=== Exercise goal ===
Copy every item below word for word, leaving the pictures out of your answer.
═══
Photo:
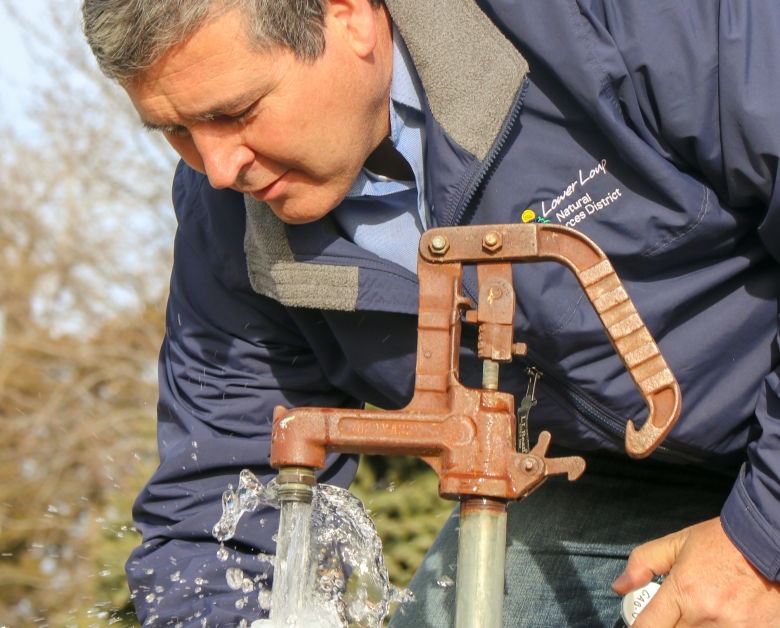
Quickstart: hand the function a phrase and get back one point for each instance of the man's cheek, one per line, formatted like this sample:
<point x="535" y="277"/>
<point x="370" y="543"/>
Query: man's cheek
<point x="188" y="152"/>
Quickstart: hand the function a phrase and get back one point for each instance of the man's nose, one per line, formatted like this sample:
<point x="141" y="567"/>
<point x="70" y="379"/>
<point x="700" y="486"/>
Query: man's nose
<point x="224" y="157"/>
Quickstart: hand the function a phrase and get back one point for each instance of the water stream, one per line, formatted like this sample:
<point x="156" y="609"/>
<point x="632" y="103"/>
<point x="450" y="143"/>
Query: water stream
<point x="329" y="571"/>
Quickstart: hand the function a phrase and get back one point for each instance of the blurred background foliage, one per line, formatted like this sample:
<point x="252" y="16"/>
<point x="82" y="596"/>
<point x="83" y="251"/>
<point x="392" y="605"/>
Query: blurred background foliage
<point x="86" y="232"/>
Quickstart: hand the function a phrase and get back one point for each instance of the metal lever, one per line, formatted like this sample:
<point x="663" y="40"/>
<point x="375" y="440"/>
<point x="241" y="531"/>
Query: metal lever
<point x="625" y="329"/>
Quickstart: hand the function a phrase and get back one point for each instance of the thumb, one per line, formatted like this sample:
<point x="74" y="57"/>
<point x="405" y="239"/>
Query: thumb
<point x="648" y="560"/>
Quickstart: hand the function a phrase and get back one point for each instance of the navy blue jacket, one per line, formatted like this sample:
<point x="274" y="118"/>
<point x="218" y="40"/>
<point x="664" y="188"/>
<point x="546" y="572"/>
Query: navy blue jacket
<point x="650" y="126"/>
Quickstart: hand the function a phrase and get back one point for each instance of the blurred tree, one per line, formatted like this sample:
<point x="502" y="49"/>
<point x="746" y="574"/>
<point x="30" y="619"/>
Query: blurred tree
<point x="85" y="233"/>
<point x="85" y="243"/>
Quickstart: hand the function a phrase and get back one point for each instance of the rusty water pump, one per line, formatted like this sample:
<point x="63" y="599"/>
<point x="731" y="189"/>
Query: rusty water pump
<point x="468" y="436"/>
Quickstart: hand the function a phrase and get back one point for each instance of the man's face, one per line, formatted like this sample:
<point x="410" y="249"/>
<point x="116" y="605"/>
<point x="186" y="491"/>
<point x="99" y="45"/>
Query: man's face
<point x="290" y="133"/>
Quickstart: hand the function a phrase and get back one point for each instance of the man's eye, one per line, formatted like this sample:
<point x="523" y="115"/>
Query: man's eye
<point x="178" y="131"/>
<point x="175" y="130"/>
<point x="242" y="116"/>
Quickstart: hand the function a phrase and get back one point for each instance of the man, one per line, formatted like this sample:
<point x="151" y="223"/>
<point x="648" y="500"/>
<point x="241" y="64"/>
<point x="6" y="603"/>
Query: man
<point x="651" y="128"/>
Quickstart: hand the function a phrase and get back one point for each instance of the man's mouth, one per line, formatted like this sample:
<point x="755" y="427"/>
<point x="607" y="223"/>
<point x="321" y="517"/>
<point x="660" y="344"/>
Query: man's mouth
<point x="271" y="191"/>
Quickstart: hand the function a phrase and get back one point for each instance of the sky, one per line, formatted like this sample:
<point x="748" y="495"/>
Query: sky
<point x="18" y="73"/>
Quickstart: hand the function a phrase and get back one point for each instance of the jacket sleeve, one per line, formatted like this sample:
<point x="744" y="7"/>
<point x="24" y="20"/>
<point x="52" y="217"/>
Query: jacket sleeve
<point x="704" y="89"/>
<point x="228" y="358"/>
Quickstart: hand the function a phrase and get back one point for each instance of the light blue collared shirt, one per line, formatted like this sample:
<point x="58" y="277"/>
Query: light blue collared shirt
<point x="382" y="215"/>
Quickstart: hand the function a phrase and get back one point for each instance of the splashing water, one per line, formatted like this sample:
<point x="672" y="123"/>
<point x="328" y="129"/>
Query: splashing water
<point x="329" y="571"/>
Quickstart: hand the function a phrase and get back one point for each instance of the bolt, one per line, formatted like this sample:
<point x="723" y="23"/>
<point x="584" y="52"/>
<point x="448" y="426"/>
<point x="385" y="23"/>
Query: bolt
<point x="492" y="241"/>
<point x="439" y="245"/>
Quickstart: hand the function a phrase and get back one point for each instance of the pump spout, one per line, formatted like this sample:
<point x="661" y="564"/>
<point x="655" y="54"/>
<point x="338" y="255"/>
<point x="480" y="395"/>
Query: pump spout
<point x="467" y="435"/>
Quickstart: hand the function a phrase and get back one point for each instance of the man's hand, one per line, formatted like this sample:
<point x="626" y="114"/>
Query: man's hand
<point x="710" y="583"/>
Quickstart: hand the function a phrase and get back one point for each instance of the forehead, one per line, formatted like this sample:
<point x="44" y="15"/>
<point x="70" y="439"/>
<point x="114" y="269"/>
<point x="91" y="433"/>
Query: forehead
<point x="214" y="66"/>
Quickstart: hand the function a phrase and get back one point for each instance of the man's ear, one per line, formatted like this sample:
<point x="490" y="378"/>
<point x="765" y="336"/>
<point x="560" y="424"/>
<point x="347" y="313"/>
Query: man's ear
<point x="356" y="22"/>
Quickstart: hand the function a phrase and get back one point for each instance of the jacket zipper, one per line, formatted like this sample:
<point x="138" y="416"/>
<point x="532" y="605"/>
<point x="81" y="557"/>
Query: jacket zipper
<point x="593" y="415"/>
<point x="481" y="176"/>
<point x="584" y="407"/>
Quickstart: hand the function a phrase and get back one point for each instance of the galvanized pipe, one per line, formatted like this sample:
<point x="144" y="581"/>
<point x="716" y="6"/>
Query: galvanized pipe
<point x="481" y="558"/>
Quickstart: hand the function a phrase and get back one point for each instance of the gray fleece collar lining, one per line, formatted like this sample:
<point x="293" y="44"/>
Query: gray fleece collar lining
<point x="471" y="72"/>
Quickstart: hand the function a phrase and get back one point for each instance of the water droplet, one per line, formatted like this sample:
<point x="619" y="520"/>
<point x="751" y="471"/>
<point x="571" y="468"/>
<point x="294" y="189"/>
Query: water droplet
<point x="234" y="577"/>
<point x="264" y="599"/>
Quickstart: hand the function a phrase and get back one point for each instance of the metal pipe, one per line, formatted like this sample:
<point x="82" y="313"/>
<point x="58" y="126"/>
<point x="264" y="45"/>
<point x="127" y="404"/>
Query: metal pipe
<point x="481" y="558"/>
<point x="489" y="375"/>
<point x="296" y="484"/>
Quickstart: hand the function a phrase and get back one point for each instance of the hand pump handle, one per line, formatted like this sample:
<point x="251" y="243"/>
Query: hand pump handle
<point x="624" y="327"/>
═══
=== Result below ===
Photo:
Quickstart: hand the function a phrase and get back one point for each instance of the man's cheek, one per line, formatted like this sample:
<point x="535" y="277"/>
<point x="370" y="543"/>
Query: man's cheek
<point x="188" y="152"/>
Quickstart: hand the function a phrase and get back one point for each instance of the man's nose, one per line, formatted like this sample:
<point x="141" y="567"/>
<point x="70" y="379"/>
<point x="700" y="486"/>
Query: man's nose
<point x="224" y="157"/>
Quickstart: hand the function a phrase and get back one point for each instance of the water stream, one per line, formatted like this sample:
<point x="156" y="609"/>
<point x="632" y="103"/>
<point x="450" y="143"/>
Query: water stream
<point x="329" y="571"/>
Quickstart: hand the function a phrase and get back one point for each instance of the blurred background foliage, one per line, formatted like this sample:
<point x="252" y="16"/>
<point x="82" y="596"/>
<point x="83" y="251"/>
<point x="392" y="605"/>
Query: blurred background foliage
<point x="86" y="232"/>
Quickstart: hand the function a phrase and get back one point for each instance of the metal lever, one per line, formatted like this sample:
<point x="663" y="40"/>
<point x="375" y="440"/>
<point x="241" y="531"/>
Query: metal lever
<point x="625" y="329"/>
Quickstart: hand the function a phrase and get back one point for each instance of the thumb, one per line, formatted like this sample:
<point x="74" y="57"/>
<point x="405" y="239"/>
Query: thumb
<point x="648" y="560"/>
Quickstart: hand the function a phrase and get back one point for each instance of the navy blue jacket, one per line, formatted like this sample:
<point x="274" y="118"/>
<point x="218" y="40"/>
<point x="664" y="188"/>
<point x="546" y="572"/>
Query: navy blue jacket
<point x="650" y="126"/>
Quickstart: hand the function a phrase and get back one point for each instance of the blurred tree, one per line, formatted like this sample:
<point x="502" y="49"/>
<point x="746" y="574"/>
<point x="30" y="619"/>
Query: blurred tree
<point x="85" y="233"/>
<point x="85" y="243"/>
Quickstart: hand the function a phrase and get back one point for each instance of the rusty water pump, one per line, formatted like this sample:
<point x="63" y="599"/>
<point x="731" y="189"/>
Query: rusty water pump
<point x="468" y="436"/>
Quickstart: hand the function a phrase and get back one point for each instance of the man's face, one per line, formatted like this sample:
<point x="410" y="249"/>
<point x="116" y="605"/>
<point x="186" y="491"/>
<point x="99" y="45"/>
Query: man's face
<point x="290" y="133"/>
Quickstart: hand the function a phrase and get back one point for each instance of the man's eye, one per line, formatted like this sample:
<point x="523" y="115"/>
Query: man's eye
<point x="178" y="131"/>
<point x="175" y="130"/>
<point x="242" y="116"/>
Quickstart: hand the function a phrase and get back one point for each instance of the man, one per line, formatted like this sample:
<point x="151" y="223"/>
<point x="648" y="500"/>
<point x="241" y="64"/>
<point x="6" y="603"/>
Query: man
<point x="651" y="128"/>
Quickstart: hand the function a phrase and get back one point for each instance of the man's mouth, one per line, formatted like this sample:
<point x="755" y="427"/>
<point x="607" y="223"/>
<point x="321" y="517"/>
<point x="660" y="344"/>
Query: man's mouth
<point x="271" y="191"/>
Quickstart: hand the function a phrase and get back one point for each instance of the sky, one per line, formatted like this sample:
<point x="748" y="495"/>
Query: sky
<point x="18" y="73"/>
Quickstart: hand the function a phrase and get back one point for each instance of the jacket sleeve, one per line, formatted like this sample:
<point x="744" y="7"/>
<point x="24" y="20"/>
<point x="52" y="217"/>
Query: jacket sleeve
<point x="704" y="89"/>
<point x="228" y="358"/>
Quickstart: hand the function a phrase and get back one point for each instance of the light blue collared shirt, one per line, formatted like this sample:
<point x="58" y="277"/>
Query: light blue collared shirt
<point x="382" y="215"/>
Quickstart: hand the function a phrase and get back one point for each instance of the splashing water, one per line, formatted like this sample:
<point x="672" y="123"/>
<point x="328" y="129"/>
Query: splashing water
<point x="329" y="571"/>
Quickstart: hand the function a phrase and get back one point for each instance of the bolt, one per line, formatted like this sample:
<point x="723" y="23"/>
<point x="584" y="52"/>
<point x="448" y="426"/>
<point x="385" y="23"/>
Query: bolt
<point x="492" y="241"/>
<point x="439" y="245"/>
Quickstart: hand the function a phrase and get back one point for each instance of the pump spout, one per line, formatted like this sample:
<point x="661" y="564"/>
<point x="655" y="54"/>
<point x="338" y="255"/>
<point x="480" y="395"/>
Query: pump spout
<point x="467" y="435"/>
Quickstart: hand the function a phrase and get back one point for each instance of the man's hand, one per line, formatted like this sample:
<point x="626" y="114"/>
Query: man's hand
<point x="710" y="583"/>
Quickstart: hand the function a phrase and get back one point for each instance of the forehead, one per line, formatted like this sample:
<point x="44" y="15"/>
<point x="70" y="439"/>
<point x="114" y="269"/>
<point x="91" y="433"/>
Query: forehead
<point x="214" y="66"/>
Quickstart: hand the function a phrase and get back one point for each instance of the man's ear, one per line, formatted like this sample:
<point x="490" y="378"/>
<point x="765" y="336"/>
<point x="560" y="424"/>
<point x="347" y="313"/>
Query: man's ear
<point x="356" y="22"/>
Quickstart: hand the function a phrase and get back one point for each instance of the jacket zipper, one per line, formatted like this sample:
<point x="138" y="416"/>
<point x="532" y="605"/>
<point x="81" y="557"/>
Query: jacket zipper
<point x="593" y="415"/>
<point x="481" y="176"/>
<point x="584" y="407"/>
Quickstart: hand the function a phrase and get back one point for each instance of the galvanized pipe, one per line, formatted like this sample:
<point x="144" y="581"/>
<point x="716" y="6"/>
Query: galvanized pipe
<point x="481" y="558"/>
Quickstart: hand the function a phrase and get back one point for each instance of the gray fleece collar lining, one per line, formatted like this sample:
<point x="293" y="44"/>
Query: gray fleece collar lining
<point x="471" y="72"/>
Quickstart: hand the function a phrase and get back one point for each instance of the water droplet, one per line, formatted like this sample:
<point x="619" y="520"/>
<point x="751" y="471"/>
<point x="571" y="468"/>
<point x="294" y="189"/>
Query: water droplet
<point x="234" y="577"/>
<point x="264" y="599"/>
Quickstart: hand the function a phrase and get back one point for each instance of the metal pipe, one per line, formatted like this sample:
<point x="82" y="313"/>
<point x="58" y="126"/>
<point x="264" y="45"/>
<point x="127" y="404"/>
Query: metal pipe
<point x="481" y="558"/>
<point x="489" y="375"/>
<point x="296" y="484"/>
Quickstart: hand the function a phrase and get back one point for each instance of the hand pump handle, one per line, formatted like this sample:
<point x="251" y="243"/>
Query: hand pump handle
<point x="624" y="327"/>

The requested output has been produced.